■ **TASK INSTRUCTIONS**: Can you swap "standing" for "walking" in the records from the line with "Thank you for the photograph. Please indicate the person" through the end, and give back only those lines with nothing else changed?

■ **MATERIAL**:
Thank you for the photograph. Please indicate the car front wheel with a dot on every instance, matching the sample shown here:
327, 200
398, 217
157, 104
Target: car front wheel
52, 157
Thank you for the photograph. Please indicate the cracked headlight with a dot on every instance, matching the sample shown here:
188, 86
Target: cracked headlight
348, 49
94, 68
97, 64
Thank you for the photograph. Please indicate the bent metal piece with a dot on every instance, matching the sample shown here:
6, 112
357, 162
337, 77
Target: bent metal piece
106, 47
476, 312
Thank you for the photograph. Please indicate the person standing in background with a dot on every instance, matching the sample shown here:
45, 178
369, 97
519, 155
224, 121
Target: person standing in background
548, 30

■ **FULL OUTPUT**:
Thank you for the photograph. Please indicate the person walking in background with a dot on every instance, matching the sample shown here:
45, 178
369, 97
519, 155
224, 121
Target: person walking in background
548, 30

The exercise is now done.